TASK LIST:
a) Answer these questions using the text on social trends for 2025:
(i) Which two countries are expected to see the largest population increase?
(ii) By 2020, roughly how many Americans will be over 65?
(iii) How many countries will see their populations rise by more than a third by 2025?
b) Write out the passage of the social trends text from "Aging World" to "of all ages.", word for word.

DOCUMENT EXCERPT:
....
Social & Human Resource Forces

The World in 2025: Social Trends 

The coming decade will bring a set of demographic shifts in the marketplace: developed economies will age, while developing economies will grow statistically younger due to higher birthrates. Race and culture lines will blur, yet consumers multicultural tastes will peak. The digital generation will turn 40, aging baby boomers won’t retire and a new generation Z – the mobile generation will hit their textbooks online.

Trends in birth, death, and migration are changing the absolute and relative size of young and old, rural and urban, and ethnic majority and minority populations within and among emerging and established powers. The populations of more than 50 countries will increase by more than a third (some more than two-thirds) by 2025. World population is projected to grow by about 1.2 billion between now and 2025 (from 6.8 billion to around 8 million). The largest increase will occur in India and China. The populations of US, Canada and other industrialized nations with relatively high immigration rates will continue to grow.

Aging World

The worlds population is aging at an unprecedented rate. Declining fertility and improved health and longevity have generated rising numbers and proportions of the older population in most of the world. In one sense, it represents a human success story of increased longevity. By 2020, roughly 60 million Americans, 1 in 6 will be over 65. The worlds population aged 80 and over is projected to increase 233% between 2008 and 2040, compared with 160% for the population over 65 and over and 33% for the total population of all ages.
....
SUPPLIED ENTRIES:
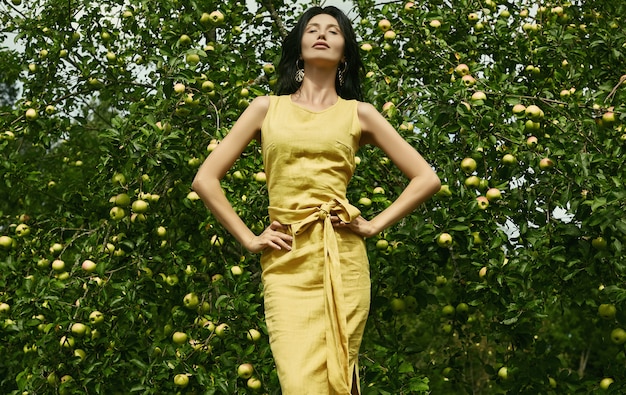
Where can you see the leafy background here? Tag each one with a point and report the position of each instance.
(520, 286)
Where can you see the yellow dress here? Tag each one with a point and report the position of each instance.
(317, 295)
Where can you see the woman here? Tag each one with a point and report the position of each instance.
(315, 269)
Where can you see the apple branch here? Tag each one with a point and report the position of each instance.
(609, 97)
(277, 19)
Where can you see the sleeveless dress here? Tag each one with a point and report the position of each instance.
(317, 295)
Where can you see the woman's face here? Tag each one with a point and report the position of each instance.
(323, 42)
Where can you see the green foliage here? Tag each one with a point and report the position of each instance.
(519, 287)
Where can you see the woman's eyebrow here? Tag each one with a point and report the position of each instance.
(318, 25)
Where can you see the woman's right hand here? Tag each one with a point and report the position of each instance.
....
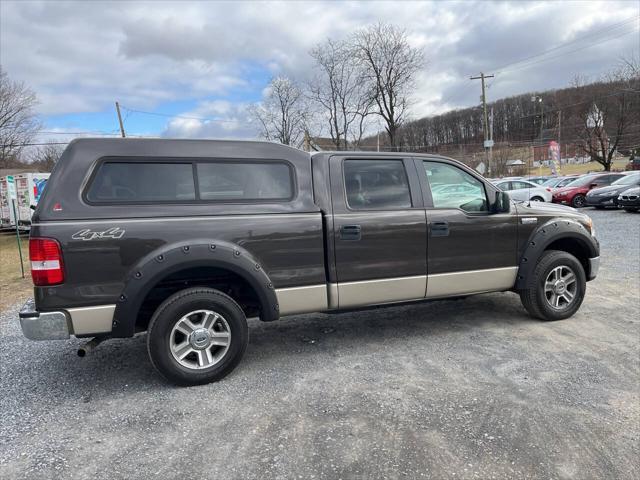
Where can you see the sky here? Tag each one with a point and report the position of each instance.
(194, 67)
....
WRITTEN RESPONSES:
a)
(i) India and China.
(ii) Roughly 60 million, or 1 in 6.
(iii) More than 50 countries.

b)
Aging World

The worlds population is aging at an unprecedented rate. Declining fertility and improved health and longevity have generated rising numbers and proportions of the older population in most of the world. In one sense, it represents a human success story of increased longevity. By 2020, roughly 60 million Americans, 1 in 6 will be over 65. The worlds population aged 80 and over is projected to increase 233% between 2008 and 2040, compared with 160% for the population over 65 and over and 33% for the total population of all ages.